> _PROBLEMA PROPOSTO A_
Informe apenas o número de linhas dos registros que contêm a palavra "woman", levando em conta a diferença entre maiúsculas e minúsculas.

Queridos leitores do blog do Educandário Humberto de Campos,
Hoje, mergulhamos na emocionante história de um dos espaços mais emblemáticos da Cidade da Fraternidade e do Educandário Humberto de Campos: a Cozinha Coletiva, carinhosamente chamada de “Coletiva”. Esta narrativa chega até nós pelas memórias vívidas de Romilda Rinco, uma das pioneiras da comunidade, primeira diretora do EHC, cujos relatos em áudio, feitos por ela à equipe de comunicação em junho de 2025, foram verdadeiros tesouros sobre a nossa fundação.
Romilda se aproximava dos 90 anos. Com a mente já cansada, mas com muita sensibilidade, ela se dispôs a narrar como nasceu e por que nasceu esse espaço que viria a se tornar um coração da vida comunitária.
A chegada e os primeiros passos (Maio de 1964)
A história da Coletiva começa em maio de 1964, quando Romilda e seu esposo, Andaralécio, deixaram a cidade de Espírito Santo do Pinhal (SP) e chegaram ao Planalto Central, no município de Alto Paraíso de Goiás. O local, imerso no cerrado, tinha a missão de construir uma cidade dedicada ao acolhimento de crianças em situação de vulnerabilidade, atendendo a um pedido da OSCAL.
Nelson, o primeiro a chegar, vivia sozinho num pequeno barraco de madeira com um fogão a lenha. José Carlos Arantes, que o acompanhara por um tempo, já havia partido. E foi com Nelson que começaram a cozinhar juntos — para evitar o trabalho dobrado das “comidinhas separadas”, apesar das diferenças de gosto. Este simples gesto deu origem à semente da nossa Cozinha Coletiva.
Romilda lembra que, em 1967, já tinham uma casa de alvenaria construída. A observação atenta das necessidades da vida comunitária preparava o terreno para o nascimento de um espaço comum de alimentação e encontro.
O nascimento da Cozinha Coletiva Irmã Veneranda
Com o tempo, o hábito de comerem juntos revelou-se um momento valioso de convivência. Conversas, cantos e sorrisos tornaram aquele local alegre e significativo para todos. Assim nasceu a ideia de uma “cozinha coletiva”. Como já existia o centro chamado Grupo da Fraternidade Irmã Veneranda, decidiu-se manter esse nome: Cozinha Coletiva Irmã Veneranda.

> _PROBLEMA PROPOSTO B_
Segundo o trecho sobre a Cozinha Coletiva, em que mês e ano Romilda e Andaralécio chegaram ao Planalto Central?

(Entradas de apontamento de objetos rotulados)
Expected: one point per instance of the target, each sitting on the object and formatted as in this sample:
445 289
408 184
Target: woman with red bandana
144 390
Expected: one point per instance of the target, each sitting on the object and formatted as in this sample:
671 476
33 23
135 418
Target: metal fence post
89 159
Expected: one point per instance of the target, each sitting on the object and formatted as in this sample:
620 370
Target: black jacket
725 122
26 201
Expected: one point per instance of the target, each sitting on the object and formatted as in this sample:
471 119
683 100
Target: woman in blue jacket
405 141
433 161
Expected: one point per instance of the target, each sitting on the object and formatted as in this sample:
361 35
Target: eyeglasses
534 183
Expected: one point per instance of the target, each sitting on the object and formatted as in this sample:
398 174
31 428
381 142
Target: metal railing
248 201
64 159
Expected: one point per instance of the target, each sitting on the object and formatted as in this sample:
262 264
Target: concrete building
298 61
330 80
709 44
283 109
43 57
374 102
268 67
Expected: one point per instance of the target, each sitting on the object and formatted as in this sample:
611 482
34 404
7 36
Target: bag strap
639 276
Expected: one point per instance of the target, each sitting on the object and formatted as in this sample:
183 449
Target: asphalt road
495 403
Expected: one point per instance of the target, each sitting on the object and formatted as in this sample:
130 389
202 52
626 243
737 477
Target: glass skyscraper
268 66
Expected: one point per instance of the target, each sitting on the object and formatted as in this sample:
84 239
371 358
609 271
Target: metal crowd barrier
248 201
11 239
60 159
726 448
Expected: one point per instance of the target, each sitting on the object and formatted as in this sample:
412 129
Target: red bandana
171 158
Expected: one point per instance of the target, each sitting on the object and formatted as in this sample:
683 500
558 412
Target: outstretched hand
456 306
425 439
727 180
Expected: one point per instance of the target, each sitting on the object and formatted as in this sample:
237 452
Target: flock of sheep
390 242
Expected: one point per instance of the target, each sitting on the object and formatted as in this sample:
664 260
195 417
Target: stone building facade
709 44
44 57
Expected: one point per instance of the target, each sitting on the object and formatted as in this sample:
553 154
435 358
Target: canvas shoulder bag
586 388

> _RESPOSTA COMPLETA A_
2

> _RESPOSTA COMPLETA B_
Em maio de 1964.